## [MATERIAL FOR THIS EXERCISE]
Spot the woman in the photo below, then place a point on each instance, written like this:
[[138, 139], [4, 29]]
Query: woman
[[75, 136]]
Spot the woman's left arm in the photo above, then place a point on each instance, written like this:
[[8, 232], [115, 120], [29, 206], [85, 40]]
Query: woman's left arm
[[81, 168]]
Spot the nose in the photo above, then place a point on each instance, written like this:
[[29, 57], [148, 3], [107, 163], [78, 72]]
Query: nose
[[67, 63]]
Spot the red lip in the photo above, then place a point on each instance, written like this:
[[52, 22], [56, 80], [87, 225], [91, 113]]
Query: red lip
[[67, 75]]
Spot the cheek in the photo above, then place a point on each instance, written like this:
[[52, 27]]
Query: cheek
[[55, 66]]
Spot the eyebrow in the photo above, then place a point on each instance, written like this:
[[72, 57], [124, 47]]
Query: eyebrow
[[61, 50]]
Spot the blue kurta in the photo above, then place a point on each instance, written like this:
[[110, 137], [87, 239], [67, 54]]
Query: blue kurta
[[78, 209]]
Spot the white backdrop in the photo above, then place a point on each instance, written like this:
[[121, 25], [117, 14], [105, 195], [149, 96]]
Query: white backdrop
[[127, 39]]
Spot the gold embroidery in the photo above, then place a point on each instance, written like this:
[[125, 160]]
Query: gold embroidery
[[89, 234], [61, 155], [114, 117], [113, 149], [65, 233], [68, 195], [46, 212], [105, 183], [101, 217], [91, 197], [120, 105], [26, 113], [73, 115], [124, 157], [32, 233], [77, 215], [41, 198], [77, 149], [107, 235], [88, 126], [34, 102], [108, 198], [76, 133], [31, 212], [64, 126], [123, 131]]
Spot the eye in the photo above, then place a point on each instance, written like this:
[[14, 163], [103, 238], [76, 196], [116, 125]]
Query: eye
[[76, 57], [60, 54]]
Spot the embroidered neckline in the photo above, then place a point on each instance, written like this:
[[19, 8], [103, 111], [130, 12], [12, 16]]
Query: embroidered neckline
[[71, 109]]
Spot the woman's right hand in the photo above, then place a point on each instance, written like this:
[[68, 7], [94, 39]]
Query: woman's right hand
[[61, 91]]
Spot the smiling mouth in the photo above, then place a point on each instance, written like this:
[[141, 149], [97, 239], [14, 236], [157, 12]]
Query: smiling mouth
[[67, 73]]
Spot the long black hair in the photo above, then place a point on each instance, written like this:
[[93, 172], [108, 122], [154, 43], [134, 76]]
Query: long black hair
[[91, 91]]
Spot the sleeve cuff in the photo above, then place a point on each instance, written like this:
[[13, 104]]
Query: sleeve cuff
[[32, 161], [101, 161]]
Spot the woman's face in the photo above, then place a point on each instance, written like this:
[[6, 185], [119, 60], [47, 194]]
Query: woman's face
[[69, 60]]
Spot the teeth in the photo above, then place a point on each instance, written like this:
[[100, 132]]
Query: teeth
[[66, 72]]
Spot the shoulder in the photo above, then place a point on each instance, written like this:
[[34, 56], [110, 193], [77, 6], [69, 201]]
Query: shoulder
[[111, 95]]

## [WORK TASK]
Could you transcribe every record above exactly as it appears?

## [ANSWER SECTION]
Spot the woman in the photo below, then place a point on each instance, written like this:
[[138, 139], [4, 29]]
Query: woman
[[75, 136]]
Spot the woman's left arm in the photo above, then place a point on each instance, written like this:
[[8, 232], [115, 120], [29, 206], [85, 40]]
Query: woman's left arm
[[81, 168]]
Spot the nose in the photo above, then place a point on each instance, written like this:
[[29, 57], [148, 3], [107, 163], [78, 72]]
Query: nose
[[67, 63]]
Spot the red lip in the photo above, then place a point on each instance, written like this:
[[52, 22], [56, 80], [87, 225], [91, 113]]
Query: red lip
[[67, 75]]
Spot the cheek in the photo above, then place a point on each instance, written like this:
[[52, 27]]
Query: cheek
[[55, 66]]
Spot the eyebrow in the photo above, then place a point on each instance, written like this:
[[72, 57], [124, 47]]
Query: eyebrow
[[61, 50]]
Spot the blue kurta in the photo above, then place a point on each instance, written like this:
[[110, 137], [87, 239], [67, 54]]
Query: blue kurta
[[78, 209]]
Spot the white backdrop in the photo above, then place a point on each instance, written like this:
[[121, 25], [117, 14], [105, 195], [149, 96]]
Query: white backdrop
[[127, 39]]
Spot the gold embroidery in the photo above, then place a point on each instance, written like this:
[[125, 160]]
Query: gold embroidery
[[89, 234], [61, 155], [114, 117], [113, 149], [65, 233], [68, 195], [46, 212], [105, 183], [101, 217], [91, 197], [120, 105], [26, 113], [73, 115], [124, 157], [32, 233], [77, 215], [41, 198], [77, 149], [107, 235], [88, 126], [34, 102], [108, 198], [76, 133], [31, 212], [64, 126], [123, 131]]
Spot the eye in the photo above, then place a point on each instance, written like this:
[[14, 163], [103, 238], [76, 196], [116, 125]]
Query: eye
[[76, 57], [60, 54]]
Spot the embroidered neckline in the photo above, then place a point on each instance, written like this:
[[19, 8], [103, 111], [130, 12], [12, 16]]
Query: embroidered neckline
[[71, 109]]
Spot the woman's right hand in the photo above, then place a point on each instance, written like this:
[[68, 7], [94, 39]]
Query: woman's right hand
[[61, 91]]
Spot the smiling mouth in the photo above, then place a point on each instance, written like this:
[[141, 149], [97, 239], [14, 236], [157, 12]]
Query: smiling mouth
[[67, 73]]
Spot the long black hair in the photo above, then place a point on each instance, written like this:
[[93, 172], [108, 122], [154, 43], [134, 76]]
Query: long black hair
[[91, 91]]
Spot the sleeve cuff in the photo above, then place a point on each instance, written like this:
[[13, 104]]
Query: sleeve cuff
[[32, 161], [101, 161]]
Spot the woman's face in the photo above, then place a point on each instance, written like this:
[[6, 185], [119, 60], [47, 194]]
Query: woman's face
[[69, 60]]
Spot the teeth in the photo above, then place a point on each instance, written like this:
[[100, 132]]
Query: teeth
[[66, 72]]
Spot the shoulder in the photo above, then place a point on each instance, written like this:
[[34, 56], [110, 193], [77, 6], [69, 201]]
Query: shoulder
[[111, 95]]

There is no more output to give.